(Extracted data entries)
┄┄┄┄┄┄
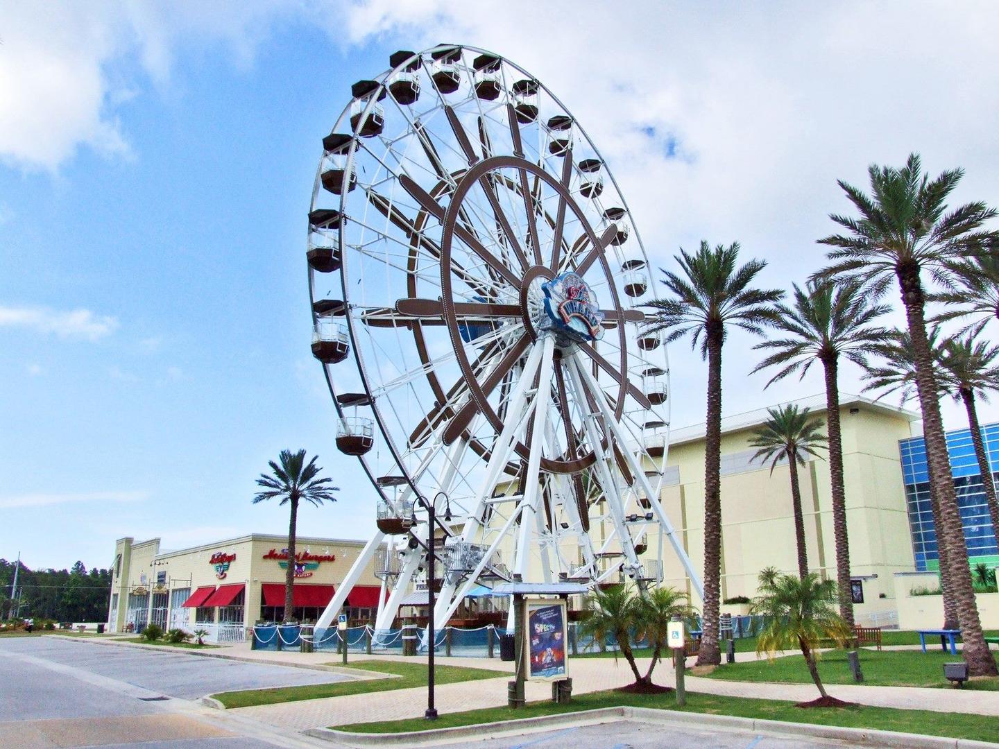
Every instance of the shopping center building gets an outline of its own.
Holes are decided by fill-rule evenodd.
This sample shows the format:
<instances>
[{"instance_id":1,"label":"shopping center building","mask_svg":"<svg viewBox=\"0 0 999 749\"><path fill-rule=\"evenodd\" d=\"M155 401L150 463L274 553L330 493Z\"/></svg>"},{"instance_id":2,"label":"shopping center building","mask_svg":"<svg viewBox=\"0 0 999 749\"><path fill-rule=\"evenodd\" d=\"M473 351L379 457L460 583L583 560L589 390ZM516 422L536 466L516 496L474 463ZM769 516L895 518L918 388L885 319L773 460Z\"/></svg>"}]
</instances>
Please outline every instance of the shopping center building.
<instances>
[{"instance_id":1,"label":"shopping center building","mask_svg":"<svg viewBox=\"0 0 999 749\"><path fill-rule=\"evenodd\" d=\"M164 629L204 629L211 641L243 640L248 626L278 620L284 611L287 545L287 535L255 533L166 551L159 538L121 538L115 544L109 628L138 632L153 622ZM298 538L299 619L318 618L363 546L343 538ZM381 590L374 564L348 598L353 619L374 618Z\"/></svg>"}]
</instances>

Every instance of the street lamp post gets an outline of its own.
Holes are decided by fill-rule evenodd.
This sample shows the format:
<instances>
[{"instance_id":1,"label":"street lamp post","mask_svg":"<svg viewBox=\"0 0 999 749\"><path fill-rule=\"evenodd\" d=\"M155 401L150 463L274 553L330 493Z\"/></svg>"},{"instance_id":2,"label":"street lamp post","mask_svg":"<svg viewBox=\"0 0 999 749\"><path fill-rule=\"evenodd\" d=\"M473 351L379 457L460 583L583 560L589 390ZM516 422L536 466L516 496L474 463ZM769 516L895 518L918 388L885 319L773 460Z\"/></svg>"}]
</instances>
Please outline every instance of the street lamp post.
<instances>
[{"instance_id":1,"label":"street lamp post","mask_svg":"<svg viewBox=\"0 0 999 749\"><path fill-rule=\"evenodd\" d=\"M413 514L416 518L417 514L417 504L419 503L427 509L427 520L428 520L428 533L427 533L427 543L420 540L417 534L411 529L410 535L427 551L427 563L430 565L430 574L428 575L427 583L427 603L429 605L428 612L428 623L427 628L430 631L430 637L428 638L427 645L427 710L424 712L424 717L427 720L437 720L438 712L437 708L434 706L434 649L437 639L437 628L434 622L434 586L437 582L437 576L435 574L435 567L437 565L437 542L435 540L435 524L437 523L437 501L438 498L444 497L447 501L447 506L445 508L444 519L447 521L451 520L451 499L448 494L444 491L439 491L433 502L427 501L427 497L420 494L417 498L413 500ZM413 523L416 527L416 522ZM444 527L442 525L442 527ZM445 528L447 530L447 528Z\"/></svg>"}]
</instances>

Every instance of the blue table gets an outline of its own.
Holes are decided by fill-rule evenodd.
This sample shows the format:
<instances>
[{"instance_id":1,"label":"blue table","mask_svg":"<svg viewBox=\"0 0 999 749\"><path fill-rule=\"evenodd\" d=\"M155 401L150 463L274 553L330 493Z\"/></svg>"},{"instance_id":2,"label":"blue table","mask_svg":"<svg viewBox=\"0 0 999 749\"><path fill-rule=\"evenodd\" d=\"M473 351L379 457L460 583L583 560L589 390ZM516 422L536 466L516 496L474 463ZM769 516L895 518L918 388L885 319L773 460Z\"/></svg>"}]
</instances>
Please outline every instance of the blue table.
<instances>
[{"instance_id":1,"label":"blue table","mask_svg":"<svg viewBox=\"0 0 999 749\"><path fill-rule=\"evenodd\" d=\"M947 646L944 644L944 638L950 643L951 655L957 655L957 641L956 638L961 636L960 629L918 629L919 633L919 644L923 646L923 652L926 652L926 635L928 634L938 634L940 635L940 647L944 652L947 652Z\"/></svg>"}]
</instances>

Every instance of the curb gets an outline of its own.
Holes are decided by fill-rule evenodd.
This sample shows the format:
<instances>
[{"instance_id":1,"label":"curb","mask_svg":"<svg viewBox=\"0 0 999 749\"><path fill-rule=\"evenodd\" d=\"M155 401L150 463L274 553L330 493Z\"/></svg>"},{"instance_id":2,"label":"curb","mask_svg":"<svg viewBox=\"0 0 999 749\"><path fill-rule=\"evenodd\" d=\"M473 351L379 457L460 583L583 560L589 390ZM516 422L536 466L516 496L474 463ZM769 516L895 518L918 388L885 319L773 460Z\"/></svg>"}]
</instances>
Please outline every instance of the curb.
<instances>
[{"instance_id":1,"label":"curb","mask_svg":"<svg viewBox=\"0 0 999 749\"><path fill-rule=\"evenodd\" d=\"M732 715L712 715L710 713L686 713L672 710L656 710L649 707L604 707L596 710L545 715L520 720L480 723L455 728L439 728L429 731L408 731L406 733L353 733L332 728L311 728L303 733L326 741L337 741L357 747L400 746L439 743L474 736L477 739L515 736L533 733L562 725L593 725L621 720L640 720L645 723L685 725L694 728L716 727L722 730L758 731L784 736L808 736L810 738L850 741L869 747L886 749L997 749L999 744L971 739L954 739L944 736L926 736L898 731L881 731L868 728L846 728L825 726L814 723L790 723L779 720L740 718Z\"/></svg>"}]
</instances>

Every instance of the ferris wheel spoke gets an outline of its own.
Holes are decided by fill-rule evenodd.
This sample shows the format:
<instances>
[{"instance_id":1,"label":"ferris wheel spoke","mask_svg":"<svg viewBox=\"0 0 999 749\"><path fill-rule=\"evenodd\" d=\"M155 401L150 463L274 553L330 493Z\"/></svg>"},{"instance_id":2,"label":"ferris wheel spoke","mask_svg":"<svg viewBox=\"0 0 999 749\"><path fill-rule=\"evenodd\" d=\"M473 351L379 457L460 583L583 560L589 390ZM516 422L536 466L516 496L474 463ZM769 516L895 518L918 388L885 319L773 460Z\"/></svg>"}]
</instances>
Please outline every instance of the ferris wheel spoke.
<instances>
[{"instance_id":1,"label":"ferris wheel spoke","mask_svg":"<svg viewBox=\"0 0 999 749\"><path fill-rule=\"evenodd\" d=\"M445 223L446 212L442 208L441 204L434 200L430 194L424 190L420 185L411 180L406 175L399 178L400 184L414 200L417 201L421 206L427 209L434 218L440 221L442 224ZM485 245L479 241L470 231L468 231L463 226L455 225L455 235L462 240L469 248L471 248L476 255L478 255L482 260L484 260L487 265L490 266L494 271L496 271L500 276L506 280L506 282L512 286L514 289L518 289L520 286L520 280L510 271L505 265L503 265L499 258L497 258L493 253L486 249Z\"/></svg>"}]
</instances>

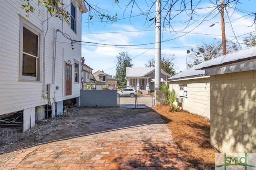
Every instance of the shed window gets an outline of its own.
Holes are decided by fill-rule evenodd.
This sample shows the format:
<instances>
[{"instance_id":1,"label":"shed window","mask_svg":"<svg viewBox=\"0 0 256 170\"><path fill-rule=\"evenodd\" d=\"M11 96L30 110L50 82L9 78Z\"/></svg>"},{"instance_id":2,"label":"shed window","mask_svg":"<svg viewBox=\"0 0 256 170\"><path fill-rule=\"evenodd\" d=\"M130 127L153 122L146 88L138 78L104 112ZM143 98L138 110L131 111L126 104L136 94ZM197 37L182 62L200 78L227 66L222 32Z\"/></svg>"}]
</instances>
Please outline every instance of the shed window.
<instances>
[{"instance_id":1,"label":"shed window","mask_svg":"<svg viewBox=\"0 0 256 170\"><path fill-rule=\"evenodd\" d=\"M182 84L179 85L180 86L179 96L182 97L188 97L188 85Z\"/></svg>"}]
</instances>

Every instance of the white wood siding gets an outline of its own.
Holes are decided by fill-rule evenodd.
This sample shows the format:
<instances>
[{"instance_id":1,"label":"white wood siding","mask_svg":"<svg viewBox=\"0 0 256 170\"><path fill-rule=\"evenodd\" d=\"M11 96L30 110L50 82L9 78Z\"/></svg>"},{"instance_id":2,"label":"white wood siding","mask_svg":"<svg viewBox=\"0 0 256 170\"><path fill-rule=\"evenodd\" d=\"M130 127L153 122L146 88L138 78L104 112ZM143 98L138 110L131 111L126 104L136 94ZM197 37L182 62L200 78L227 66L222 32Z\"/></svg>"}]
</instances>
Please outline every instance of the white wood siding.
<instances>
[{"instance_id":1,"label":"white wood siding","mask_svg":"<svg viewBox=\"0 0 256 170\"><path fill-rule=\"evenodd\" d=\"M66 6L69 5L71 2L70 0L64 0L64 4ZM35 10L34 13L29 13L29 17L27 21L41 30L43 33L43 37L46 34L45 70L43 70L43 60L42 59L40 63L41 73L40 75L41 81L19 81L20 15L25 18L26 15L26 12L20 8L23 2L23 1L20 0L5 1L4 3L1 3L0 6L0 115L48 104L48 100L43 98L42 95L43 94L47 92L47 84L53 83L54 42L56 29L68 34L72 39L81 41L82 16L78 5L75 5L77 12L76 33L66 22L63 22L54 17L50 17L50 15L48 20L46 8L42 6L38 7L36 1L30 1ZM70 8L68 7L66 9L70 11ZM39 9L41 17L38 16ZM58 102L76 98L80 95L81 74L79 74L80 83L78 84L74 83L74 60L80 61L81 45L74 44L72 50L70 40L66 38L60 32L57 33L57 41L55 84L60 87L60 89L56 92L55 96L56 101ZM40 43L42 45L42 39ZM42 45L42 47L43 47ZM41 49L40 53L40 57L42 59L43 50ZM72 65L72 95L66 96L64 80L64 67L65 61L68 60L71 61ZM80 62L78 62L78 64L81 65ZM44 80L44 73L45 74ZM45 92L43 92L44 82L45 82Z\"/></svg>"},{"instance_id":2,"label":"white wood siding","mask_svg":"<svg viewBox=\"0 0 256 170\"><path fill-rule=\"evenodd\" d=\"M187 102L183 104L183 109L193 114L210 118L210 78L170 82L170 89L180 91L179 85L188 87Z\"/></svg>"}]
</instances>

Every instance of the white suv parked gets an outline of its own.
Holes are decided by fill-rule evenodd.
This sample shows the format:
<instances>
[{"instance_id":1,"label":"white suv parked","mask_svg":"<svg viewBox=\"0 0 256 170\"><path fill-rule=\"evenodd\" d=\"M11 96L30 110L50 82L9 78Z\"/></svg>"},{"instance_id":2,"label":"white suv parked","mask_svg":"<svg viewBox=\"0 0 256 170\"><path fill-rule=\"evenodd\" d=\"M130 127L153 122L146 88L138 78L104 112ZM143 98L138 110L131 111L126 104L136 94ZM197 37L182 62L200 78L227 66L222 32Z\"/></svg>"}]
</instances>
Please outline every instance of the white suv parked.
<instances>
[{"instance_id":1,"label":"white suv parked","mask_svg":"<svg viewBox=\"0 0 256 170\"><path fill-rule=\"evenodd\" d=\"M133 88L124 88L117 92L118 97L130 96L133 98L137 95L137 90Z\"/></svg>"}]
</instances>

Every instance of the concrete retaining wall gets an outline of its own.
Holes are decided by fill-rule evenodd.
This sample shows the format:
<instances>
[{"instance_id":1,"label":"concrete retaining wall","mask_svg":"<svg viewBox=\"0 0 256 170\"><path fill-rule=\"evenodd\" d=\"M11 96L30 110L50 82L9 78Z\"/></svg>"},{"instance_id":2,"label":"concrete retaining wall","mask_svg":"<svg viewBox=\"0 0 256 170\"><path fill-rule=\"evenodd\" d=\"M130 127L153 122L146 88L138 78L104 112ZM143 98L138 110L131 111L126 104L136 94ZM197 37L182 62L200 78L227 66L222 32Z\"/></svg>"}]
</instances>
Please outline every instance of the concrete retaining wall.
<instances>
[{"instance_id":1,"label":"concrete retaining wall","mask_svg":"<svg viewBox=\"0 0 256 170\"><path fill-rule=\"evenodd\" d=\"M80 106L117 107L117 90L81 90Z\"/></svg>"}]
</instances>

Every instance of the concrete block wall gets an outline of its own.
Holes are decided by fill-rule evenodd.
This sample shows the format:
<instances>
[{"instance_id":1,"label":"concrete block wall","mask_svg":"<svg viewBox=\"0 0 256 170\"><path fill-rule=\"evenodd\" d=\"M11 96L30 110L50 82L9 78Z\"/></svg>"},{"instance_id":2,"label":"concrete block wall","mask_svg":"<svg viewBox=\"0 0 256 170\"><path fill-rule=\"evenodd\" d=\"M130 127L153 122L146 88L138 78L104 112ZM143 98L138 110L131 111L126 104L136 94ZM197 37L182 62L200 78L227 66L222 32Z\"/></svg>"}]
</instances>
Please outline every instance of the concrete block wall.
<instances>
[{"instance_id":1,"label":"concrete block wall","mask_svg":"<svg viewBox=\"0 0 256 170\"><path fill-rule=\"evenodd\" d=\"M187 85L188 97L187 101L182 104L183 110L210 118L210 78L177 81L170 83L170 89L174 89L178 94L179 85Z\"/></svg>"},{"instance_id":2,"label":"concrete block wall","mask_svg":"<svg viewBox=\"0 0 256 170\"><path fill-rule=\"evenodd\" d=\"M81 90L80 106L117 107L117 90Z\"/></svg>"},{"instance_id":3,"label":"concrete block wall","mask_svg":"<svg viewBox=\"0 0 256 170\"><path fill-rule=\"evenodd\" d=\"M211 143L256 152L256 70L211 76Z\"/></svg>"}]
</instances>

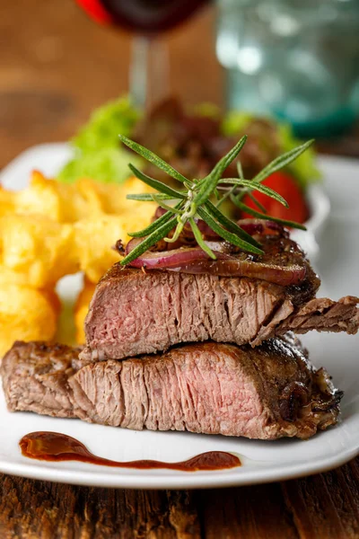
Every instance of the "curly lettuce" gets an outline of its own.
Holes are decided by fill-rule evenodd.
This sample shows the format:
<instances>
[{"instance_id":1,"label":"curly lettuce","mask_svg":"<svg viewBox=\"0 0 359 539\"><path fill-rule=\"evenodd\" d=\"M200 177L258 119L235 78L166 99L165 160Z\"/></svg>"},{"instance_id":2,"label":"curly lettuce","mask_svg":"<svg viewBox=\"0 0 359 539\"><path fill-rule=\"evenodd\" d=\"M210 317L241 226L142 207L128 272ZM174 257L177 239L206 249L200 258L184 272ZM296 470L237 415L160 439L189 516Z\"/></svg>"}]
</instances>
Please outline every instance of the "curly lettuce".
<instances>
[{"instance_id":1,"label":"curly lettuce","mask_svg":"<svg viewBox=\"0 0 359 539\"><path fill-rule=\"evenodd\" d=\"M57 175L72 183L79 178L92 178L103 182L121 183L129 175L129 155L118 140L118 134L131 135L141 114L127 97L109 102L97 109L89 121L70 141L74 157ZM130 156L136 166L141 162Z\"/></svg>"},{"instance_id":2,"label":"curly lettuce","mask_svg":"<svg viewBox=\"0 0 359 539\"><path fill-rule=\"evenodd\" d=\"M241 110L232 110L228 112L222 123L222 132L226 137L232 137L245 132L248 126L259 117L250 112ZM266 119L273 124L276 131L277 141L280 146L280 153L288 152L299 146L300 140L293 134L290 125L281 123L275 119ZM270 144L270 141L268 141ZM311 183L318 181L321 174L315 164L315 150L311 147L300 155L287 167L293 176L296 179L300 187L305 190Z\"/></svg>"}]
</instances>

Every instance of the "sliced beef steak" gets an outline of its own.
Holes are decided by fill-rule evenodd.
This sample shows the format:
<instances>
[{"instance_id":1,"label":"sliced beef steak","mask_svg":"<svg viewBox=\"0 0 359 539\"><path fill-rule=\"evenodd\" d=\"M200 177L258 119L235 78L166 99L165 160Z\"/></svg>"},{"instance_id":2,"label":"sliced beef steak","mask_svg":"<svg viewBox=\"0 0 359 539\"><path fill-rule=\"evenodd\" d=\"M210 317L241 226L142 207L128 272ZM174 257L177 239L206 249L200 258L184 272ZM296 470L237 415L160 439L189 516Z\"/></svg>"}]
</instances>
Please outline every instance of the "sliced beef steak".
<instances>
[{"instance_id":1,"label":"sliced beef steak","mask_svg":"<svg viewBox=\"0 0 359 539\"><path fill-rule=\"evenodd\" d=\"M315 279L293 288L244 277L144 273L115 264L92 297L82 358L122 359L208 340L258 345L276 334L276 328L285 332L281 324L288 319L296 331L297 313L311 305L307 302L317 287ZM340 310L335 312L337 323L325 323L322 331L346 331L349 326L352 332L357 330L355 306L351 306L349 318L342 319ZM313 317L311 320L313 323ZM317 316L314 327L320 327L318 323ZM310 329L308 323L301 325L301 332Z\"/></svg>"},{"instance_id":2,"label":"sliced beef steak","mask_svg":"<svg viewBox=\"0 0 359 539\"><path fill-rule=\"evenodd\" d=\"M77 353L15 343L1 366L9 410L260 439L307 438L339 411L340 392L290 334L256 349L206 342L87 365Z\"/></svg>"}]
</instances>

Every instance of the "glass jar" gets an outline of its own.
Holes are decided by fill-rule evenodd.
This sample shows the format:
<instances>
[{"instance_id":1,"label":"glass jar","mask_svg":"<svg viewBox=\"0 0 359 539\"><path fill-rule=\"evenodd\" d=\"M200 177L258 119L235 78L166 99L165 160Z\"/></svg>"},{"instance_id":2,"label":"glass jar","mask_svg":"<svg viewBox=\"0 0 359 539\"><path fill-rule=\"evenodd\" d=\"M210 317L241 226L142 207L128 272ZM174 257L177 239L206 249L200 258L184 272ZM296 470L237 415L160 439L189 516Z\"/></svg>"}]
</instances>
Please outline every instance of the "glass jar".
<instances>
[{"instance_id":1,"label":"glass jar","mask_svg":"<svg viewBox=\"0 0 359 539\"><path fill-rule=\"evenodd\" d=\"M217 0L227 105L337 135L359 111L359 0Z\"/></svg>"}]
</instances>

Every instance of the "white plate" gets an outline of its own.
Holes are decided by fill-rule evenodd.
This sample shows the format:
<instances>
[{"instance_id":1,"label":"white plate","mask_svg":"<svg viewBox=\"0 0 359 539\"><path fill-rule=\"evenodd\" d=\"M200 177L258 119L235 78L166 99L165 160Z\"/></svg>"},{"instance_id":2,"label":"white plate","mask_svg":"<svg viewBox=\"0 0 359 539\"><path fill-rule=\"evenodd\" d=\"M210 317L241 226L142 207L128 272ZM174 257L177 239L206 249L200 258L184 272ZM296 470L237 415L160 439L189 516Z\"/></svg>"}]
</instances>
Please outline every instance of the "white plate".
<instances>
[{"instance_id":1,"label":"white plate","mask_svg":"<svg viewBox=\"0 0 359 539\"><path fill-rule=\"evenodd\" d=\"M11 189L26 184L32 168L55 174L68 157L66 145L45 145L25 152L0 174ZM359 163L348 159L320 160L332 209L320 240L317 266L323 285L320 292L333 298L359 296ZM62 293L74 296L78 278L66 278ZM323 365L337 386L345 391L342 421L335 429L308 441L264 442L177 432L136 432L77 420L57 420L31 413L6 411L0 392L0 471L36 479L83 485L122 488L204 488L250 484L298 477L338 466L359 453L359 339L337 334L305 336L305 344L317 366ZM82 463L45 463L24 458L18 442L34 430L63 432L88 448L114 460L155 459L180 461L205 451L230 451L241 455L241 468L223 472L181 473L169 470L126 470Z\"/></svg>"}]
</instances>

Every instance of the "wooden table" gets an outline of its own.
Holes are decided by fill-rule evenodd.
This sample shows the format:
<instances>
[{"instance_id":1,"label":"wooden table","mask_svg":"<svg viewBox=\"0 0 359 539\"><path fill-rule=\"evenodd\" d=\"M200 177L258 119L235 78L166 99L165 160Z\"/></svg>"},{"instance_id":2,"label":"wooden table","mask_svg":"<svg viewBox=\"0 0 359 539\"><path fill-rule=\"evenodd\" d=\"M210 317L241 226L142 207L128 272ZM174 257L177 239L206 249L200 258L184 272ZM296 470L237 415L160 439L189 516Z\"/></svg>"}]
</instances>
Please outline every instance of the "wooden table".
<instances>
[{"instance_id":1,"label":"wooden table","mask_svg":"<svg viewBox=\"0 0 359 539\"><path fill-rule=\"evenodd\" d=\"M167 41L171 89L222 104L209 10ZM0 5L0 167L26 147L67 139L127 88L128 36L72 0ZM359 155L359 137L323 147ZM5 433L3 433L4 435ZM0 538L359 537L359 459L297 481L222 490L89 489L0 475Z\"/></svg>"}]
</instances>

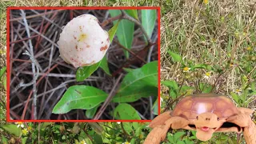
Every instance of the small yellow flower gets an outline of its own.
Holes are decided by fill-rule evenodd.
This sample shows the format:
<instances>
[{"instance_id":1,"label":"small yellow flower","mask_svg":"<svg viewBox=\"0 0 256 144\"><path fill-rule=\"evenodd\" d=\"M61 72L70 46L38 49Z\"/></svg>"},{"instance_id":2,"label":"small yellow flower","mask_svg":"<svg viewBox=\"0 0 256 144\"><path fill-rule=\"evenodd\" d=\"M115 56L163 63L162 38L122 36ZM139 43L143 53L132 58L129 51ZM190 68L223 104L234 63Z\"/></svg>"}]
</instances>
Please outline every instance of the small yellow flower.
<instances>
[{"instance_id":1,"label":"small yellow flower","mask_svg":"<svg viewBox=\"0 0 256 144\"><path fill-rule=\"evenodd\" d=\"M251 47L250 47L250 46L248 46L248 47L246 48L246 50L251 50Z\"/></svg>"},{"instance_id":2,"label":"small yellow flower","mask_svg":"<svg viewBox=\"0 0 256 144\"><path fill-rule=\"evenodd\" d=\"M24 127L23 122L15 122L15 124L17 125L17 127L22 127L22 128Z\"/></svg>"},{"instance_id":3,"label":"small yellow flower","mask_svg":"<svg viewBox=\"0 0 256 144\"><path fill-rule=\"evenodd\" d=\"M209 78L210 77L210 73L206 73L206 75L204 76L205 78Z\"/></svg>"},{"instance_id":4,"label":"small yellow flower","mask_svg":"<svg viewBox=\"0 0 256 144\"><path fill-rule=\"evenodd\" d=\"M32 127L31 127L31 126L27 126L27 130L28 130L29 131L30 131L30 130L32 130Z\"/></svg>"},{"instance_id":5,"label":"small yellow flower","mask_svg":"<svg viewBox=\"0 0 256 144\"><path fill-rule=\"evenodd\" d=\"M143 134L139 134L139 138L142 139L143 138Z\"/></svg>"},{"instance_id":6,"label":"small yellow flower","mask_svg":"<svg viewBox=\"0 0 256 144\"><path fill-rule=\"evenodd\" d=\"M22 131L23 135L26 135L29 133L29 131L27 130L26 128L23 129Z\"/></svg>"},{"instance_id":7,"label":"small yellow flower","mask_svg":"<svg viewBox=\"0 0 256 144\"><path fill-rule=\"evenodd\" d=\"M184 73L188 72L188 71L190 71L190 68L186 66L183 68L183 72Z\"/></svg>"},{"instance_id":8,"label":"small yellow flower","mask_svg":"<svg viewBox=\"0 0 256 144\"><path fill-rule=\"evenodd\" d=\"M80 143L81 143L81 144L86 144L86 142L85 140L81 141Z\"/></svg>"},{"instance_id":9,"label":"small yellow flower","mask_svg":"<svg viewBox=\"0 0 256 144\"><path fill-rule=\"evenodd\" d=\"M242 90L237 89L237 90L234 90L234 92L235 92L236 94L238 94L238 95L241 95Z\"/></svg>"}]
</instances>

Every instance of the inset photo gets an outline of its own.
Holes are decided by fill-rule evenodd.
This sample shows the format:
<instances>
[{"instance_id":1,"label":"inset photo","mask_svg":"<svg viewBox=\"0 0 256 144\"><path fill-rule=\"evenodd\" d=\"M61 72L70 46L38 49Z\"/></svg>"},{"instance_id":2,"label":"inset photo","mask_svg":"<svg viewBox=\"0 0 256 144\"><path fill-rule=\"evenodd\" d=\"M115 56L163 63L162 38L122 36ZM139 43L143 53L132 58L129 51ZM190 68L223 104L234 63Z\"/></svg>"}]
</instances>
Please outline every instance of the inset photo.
┄┄┄┄┄┄
# Task goal
Turn the stretch from the line containing "Every instance of the inset photo gets" through the end of the records into a JSON list of strings, one string per line, leaving out blank lines.

# Answer
[
  "Every instance of the inset photo gets an outline of its own.",
  "Holes are decided by fill-rule evenodd.",
  "This sample shows the format:",
  "<instances>",
  "[{\"instance_id\":1,\"label\":\"inset photo\",\"mask_svg\":\"<svg viewBox=\\\"0 0 256 144\\\"><path fill-rule=\\\"evenodd\\\" d=\\\"M61 72L70 46L38 49Z\\\"/></svg>\"},{\"instance_id\":2,\"label\":\"inset photo\",\"mask_svg\":\"<svg viewBox=\\\"0 0 256 144\\\"><path fill-rule=\\\"evenodd\\\" d=\\\"M115 56L163 63L162 38L122 36ZM139 43L143 53L132 58L129 51ZM190 68L223 104L234 63Z\\\"/></svg>\"}]",
  "</instances>",
  "Please outline every instance of the inset photo."
]